╭──

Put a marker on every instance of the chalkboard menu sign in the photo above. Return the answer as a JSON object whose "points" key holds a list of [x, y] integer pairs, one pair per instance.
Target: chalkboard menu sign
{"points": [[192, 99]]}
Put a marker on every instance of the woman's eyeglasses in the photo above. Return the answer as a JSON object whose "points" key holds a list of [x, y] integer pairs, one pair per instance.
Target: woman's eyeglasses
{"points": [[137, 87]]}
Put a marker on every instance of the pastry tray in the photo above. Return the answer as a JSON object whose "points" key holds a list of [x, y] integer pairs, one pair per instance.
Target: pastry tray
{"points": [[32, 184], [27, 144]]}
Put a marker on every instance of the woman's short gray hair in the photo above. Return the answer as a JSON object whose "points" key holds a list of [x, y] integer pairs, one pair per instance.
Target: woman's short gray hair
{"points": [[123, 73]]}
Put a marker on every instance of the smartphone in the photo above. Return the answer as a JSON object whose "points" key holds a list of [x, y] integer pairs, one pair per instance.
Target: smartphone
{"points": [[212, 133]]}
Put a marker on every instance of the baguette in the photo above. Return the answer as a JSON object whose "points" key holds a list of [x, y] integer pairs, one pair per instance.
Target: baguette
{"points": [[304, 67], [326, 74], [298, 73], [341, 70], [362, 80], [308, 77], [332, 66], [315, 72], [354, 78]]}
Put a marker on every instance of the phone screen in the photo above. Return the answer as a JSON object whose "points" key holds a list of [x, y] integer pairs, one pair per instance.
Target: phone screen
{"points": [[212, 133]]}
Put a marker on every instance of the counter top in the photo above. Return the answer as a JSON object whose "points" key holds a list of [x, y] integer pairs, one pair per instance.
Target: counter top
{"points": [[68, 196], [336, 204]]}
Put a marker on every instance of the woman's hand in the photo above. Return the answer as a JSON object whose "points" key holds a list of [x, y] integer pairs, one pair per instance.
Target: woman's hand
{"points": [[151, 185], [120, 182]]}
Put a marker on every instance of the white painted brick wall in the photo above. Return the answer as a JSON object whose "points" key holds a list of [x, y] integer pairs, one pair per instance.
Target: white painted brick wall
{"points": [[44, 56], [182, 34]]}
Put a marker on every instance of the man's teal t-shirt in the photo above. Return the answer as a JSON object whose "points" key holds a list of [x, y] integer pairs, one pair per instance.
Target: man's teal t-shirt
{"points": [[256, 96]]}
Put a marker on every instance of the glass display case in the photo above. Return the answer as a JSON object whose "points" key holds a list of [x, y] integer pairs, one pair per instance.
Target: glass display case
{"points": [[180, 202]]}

╰──

— WHAT IS BEING ASKED —
Go through the records above and repeat each one exactly.

— ANSWER SECTION —
Put a marker on every instance of the chalkboard menu sign in the photo above. Return the answer as a JSON object whose "points" key holds a list of [x, y] integer pairs, one pair per instance.
Target: chalkboard menu sign
{"points": [[192, 99]]}
Put a marker on every instance of the woman's eyeglasses in the photo above. Return the answer as a JSON object whose "points" key holds a list of [x, y] integer pairs, one pair per instance.
Target: woman's eyeglasses
{"points": [[137, 87]]}
Put a marker on every instance of the pastry tray in the photo above. Return the answer as a JSON object whose "points" key holds a list of [x, y] integer pairs, one pair per instance.
Target: pastry tray
{"points": [[32, 184], [27, 144]]}
Put a marker on every instance of the woman's short gray hair in the photo above. Return the answer as a JSON object whose "points" key holds a list of [x, y] integer pairs, one pair per instance.
Target: woman's short gray hair
{"points": [[123, 73]]}
Put a marker on every instance of the smartphone in the photo above. Return the answer as a JSON object whose "points" key holds a list of [x, y] integer pairs, one pair per instance.
Target: smartphone
{"points": [[212, 133]]}
Put a marker on every instance of the baguette in the photo above. Return the answer as a JSON object whose "points" key holds a list of [x, y] integer pairs, one pair per instance.
Target: baguette
{"points": [[304, 67], [326, 74], [298, 73], [341, 70], [362, 80], [308, 77], [332, 66], [315, 72], [354, 78]]}
Put a marker on every instance of the phone screen in the photo above. Return the answer as a JSON object whose "points" key holds a list of [x, y] integer pairs, one pair per instance.
Target: phone screen
{"points": [[212, 133]]}
Put a marker on every instance of the counter top in the photo above. Return the answer as a JSON object whose "points" key holds a list of [x, y] integer pairs, one pair per instance.
Target: counter top
{"points": [[68, 196], [336, 204]]}
Put a marker on every instance of the woman's hand in the photo above. Return the answer as a JSON object whose "points" key holds a list of [x, y] integer pairs, one pair per instance.
Target: woman's hand
{"points": [[151, 185], [120, 182]]}
Put a marker on every instance of the white painted brick wall in the photo above. Return the answer as a JSON object whose "points" key holds a list of [x, y] integer pairs, one pair per instance.
Target: white painted brick wall
{"points": [[44, 56], [182, 34]]}
Put a marker on every instance of the man's teal t-shirt in the photo above. Return the answer as a JSON object whose "points" key holds a list of [x, y] integer pairs, one pair per instance.
Target: man's teal t-shirt
{"points": [[256, 96]]}
Put a marker on every instance of the glass display case in the photo above. Return the answer as a JSON object whose "points" key holds a list of [x, y] integer pairs, one pair per instance.
Target: glass display case
{"points": [[180, 202]]}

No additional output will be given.